▶ COMPITO DA SVOLGERE
Modifica tutte le voci qui sotto sostituendo "Would you be so kind as to outline" con "Please outline", poi riscrivile per intero senza nessun altro cambiamento.

*-*-*

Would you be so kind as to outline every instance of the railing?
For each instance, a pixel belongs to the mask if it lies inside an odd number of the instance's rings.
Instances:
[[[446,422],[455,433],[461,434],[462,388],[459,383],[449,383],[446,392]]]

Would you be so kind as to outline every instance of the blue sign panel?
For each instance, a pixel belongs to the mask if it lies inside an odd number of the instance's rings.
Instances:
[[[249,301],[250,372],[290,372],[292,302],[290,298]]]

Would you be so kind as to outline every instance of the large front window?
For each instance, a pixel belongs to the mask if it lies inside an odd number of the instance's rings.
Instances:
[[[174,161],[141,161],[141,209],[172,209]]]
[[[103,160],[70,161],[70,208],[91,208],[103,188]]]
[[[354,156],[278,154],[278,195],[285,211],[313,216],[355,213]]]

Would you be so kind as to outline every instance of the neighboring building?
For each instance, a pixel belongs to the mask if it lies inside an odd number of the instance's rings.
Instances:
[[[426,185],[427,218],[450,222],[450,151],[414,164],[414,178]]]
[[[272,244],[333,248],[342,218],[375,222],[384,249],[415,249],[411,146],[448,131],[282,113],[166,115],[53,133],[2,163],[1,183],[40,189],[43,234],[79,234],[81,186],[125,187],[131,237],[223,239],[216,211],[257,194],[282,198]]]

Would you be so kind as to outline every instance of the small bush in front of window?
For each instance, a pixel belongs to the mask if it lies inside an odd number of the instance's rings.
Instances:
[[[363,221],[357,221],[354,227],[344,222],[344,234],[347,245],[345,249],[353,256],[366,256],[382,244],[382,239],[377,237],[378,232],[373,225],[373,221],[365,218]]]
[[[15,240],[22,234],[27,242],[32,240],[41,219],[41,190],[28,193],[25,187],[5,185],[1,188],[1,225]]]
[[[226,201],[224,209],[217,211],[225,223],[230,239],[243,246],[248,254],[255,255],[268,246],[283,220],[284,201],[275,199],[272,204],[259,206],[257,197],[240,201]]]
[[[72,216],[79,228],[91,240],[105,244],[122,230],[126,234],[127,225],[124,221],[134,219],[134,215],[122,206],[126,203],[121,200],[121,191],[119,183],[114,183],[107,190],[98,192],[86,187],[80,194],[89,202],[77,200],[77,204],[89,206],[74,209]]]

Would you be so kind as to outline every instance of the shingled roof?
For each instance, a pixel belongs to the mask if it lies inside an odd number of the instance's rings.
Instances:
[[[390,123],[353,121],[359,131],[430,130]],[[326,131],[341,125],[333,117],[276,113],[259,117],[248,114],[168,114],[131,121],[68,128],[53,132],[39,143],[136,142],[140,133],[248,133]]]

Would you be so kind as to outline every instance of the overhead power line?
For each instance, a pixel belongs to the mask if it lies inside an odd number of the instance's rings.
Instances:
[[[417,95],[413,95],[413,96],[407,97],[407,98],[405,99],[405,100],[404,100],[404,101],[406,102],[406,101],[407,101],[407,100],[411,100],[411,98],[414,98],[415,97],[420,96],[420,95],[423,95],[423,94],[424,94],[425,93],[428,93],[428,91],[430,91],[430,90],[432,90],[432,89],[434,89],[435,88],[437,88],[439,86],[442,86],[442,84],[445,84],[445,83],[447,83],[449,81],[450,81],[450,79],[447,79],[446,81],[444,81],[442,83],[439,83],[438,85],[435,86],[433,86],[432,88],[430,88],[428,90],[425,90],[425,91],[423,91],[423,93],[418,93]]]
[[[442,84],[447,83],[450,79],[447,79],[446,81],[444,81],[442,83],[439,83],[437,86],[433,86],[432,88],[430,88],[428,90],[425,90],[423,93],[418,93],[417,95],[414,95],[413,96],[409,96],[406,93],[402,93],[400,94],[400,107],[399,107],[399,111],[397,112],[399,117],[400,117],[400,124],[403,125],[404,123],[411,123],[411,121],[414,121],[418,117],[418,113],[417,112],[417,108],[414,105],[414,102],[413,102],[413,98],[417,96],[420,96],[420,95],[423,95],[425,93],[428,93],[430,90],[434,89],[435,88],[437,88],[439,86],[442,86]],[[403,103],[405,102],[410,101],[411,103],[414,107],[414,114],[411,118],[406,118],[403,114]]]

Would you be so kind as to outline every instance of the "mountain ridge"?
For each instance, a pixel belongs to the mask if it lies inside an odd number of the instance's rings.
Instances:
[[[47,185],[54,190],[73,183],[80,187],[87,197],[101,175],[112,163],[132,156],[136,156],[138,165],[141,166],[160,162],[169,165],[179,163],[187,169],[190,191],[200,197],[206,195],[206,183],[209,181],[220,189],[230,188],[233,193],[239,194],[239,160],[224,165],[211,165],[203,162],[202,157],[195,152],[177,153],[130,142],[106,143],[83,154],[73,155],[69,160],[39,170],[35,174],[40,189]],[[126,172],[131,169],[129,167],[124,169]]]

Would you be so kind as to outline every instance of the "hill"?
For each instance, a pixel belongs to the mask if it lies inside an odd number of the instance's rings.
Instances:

*-*-*

▶ SOLUZIONE SCRITTA
Please outline every instance of the railing?
For each instance, a pixel belongs to the mask if it lies inside an odd number of the instance's rings.
Instances:
[[[446,422],[455,433],[461,434],[462,388],[459,383],[449,383],[446,392]]]

Please outline every instance of the blue sign panel?
For each instance, a pixel belongs to the mask if it lies inside an odd number of the instance's rings.
Instances:
[[[249,301],[250,372],[290,372],[292,302],[290,298]]]

Please outline every instance of the large front window?
For each instance, a pixel belongs to the mask if it lies inside an odd number of the instance's rings.
Instances:
[[[174,161],[141,161],[141,209],[172,209]]]
[[[103,160],[70,161],[70,208],[91,208],[103,188]]]
[[[354,156],[278,154],[278,195],[285,211],[313,216],[355,213]]]

Please outline every instance of the neighboring building?
For each instance, a pixel belongs to the mask if it lies inside an odd number of the instance's rings.
Instances:
[[[426,185],[427,218],[450,222],[450,151],[414,164],[414,178]]]
[[[272,244],[333,248],[342,218],[375,222],[384,249],[415,249],[411,146],[448,131],[282,113],[166,115],[53,133],[2,163],[1,183],[40,189],[43,234],[79,234],[81,186],[125,187],[131,237],[223,239],[216,211],[257,194],[282,198]]]

Please outline every instance of the small bush in front of window?
For each instance, a pixel belongs to the mask if it lies inside an odd number of the instance's rings.
Instances:
[[[363,221],[357,221],[354,227],[344,222],[344,234],[347,245],[345,249],[353,256],[366,256],[382,244],[382,239],[377,237],[378,232],[373,225],[373,221],[365,218]]]
[[[15,240],[22,234],[27,242],[32,240],[41,219],[41,190],[28,193],[25,187],[5,185],[1,188],[1,225]]]
[[[226,201],[224,209],[217,211],[225,223],[230,239],[243,246],[248,254],[255,255],[268,246],[283,220],[284,201],[275,199],[272,204],[259,206],[257,197],[240,201]]]
[[[72,216],[79,228],[91,240],[105,244],[122,230],[126,234],[127,225],[124,221],[134,219],[134,215],[122,206],[126,203],[121,200],[121,191],[119,183],[114,183],[107,190],[98,192],[86,187],[80,194],[89,202],[77,200],[77,204],[89,206],[74,209]]]

Please outline every instance of the shingled roof?
For each instance, a pixel belongs to the mask if it lies inside an odd number of the instance's rings.
Instances:
[[[390,123],[353,121],[359,131],[430,130]],[[326,131],[341,125],[333,117],[276,113],[259,117],[248,114],[168,114],[131,121],[68,128],[53,132],[39,143],[136,142],[140,133],[248,133]]]

Please outline every instance of the overhead power line?
For each instance, a pixel belongs to the mask if it lies inside an odd number of the instance's rings.
Instances:
[[[417,95],[413,95],[413,96],[407,97],[407,98],[405,99],[405,100],[404,100],[404,101],[406,102],[406,101],[407,101],[407,100],[411,100],[411,98],[414,98],[415,97],[420,96],[420,95],[423,95],[423,94],[424,94],[425,93],[428,93],[428,91],[430,91],[430,90],[432,90],[432,89],[434,89],[435,88],[437,88],[439,86],[442,86],[442,84],[445,84],[445,83],[447,83],[449,81],[450,81],[450,79],[447,79],[446,81],[444,81],[442,83],[439,83],[438,85],[435,86],[433,86],[432,88],[430,88],[428,90],[425,90],[425,91],[423,91],[423,93],[418,93]]]
[[[442,84],[447,83],[450,79],[447,79],[446,81],[444,81],[442,83],[439,83],[437,86],[433,86],[432,88],[430,88],[428,90],[425,90],[423,93],[418,93],[417,95],[414,95],[413,96],[409,96],[406,93],[402,93],[400,94],[400,107],[399,107],[399,111],[397,112],[399,117],[400,117],[400,124],[403,125],[404,123],[411,123],[411,121],[414,121],[418,117],[418,113],[417,112],[417,108],[414,105],[414,102],[413,102],[413,98],[417,96],[420,96],[420,95],[423,95],[425,93],[428,93],[430,90],[434,89],[435,88],[437,88],[439,86],[442,86]],[[403,103],[405,102],[410,101],[411,103],[414,107],[414,114],[411,118],[406,118],[403,114]]]

Please outline every instance of the "mountain ridge"?
For each instance, a pixel belongs to the mask if it lies inside an odd number of the instance's rings.
Instances:
[[[47,185],[54,190],[73,183],[80,187],[87,197],[101,175],[112,163],[132,156],[136,156],[138,165],[141,166],[160,162],[169,165],[179,163],[187,169],[190,191],[200,197],[206,195],[206,183],[209,181],[220,189],[230,188],[233,193],[239,194],[239,160],[224,165],[211,165],[203,162],[202,157],[195,152],[177,153],[130,142],[106,143],[83,154],[73,155],[69,160],[39,170],[35,174],[40,189]],[[126,172],[131,169],[129,167],[124,169]]]

Please outline every instance of the "hill"?
For each instance, a pixel belongs to the mask if it lies inside an odd number of the instance's rings.
Instances:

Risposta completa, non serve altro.